What is being asked. What is needed is each line of the data below that holds the string "image".

Dataset excerpts.
Segment Open

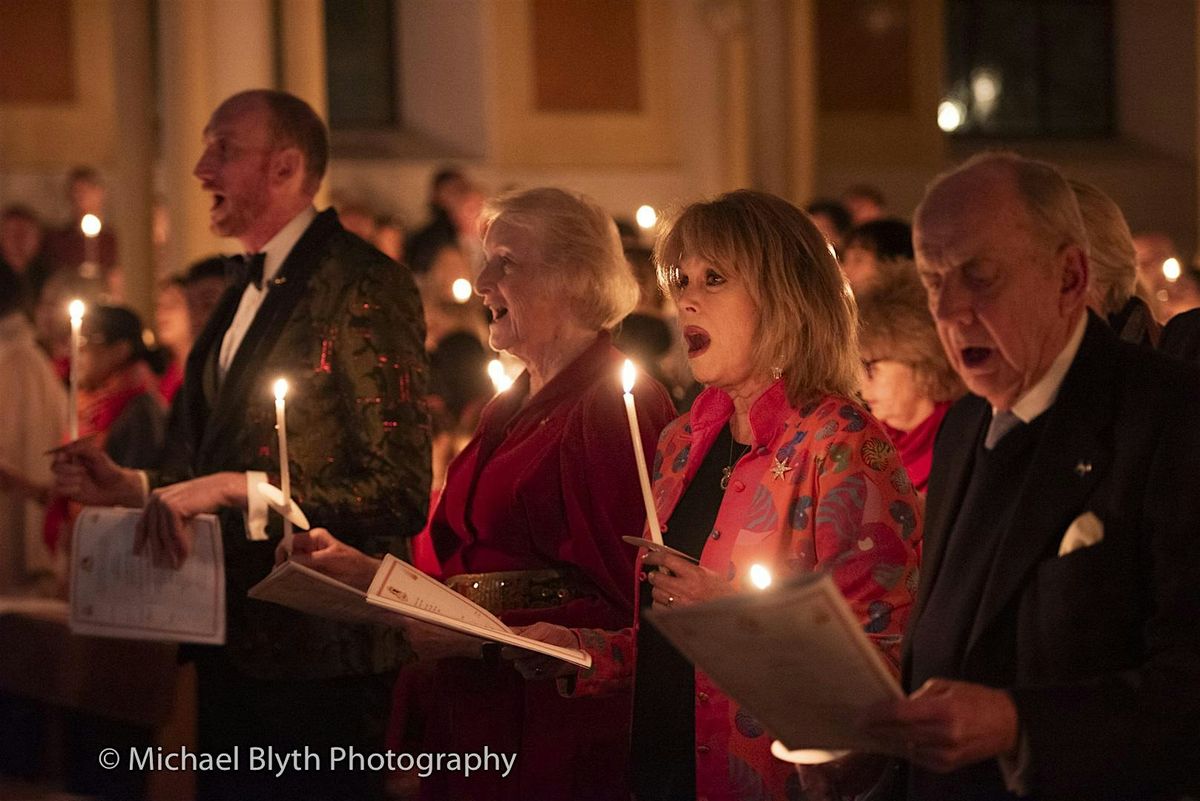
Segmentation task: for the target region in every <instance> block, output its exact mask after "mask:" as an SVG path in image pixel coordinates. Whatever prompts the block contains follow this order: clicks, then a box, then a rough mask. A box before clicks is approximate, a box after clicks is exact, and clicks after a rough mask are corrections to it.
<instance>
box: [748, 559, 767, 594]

Segment Closed
Segment Open

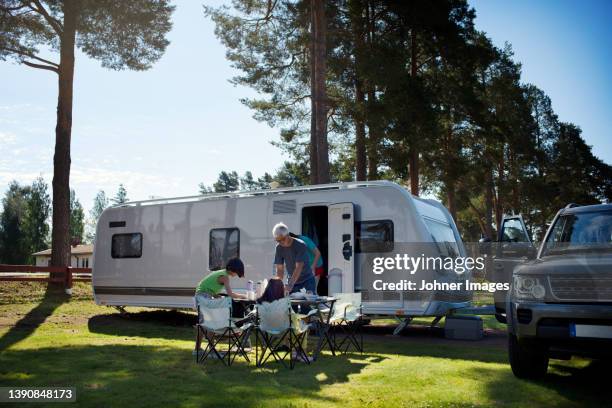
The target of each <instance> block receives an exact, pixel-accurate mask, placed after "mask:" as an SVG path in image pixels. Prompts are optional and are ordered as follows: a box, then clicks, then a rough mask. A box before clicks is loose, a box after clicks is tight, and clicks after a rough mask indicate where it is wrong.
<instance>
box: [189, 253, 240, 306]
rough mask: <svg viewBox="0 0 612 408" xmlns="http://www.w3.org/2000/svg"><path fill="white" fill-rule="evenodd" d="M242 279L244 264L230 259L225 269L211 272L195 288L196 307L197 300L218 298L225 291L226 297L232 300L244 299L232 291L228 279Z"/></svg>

Segment Closed

Exercise result.
Segmentation task: for the target region in every <instance> block, output its exact mask after "mask:" as an SVG path in image pixel coordinates. Whatever prompts the block contains follow this order: clicks, then a box, then a rough mask. A box before clicks is approximate, a box after clicks is exact, and clicks after a rough mask are corrections to it.
The target of each <instance> block receives an exact, pixel-accurate mask, placed after "mask:" as an SVG path in image pixels. Prompts are optional and are ordered as follows: a box, then clicks, then a rough mask. A box before clicks is loose, a box after clicks is tight, and clicks after a rough mask indicate where it is wrong.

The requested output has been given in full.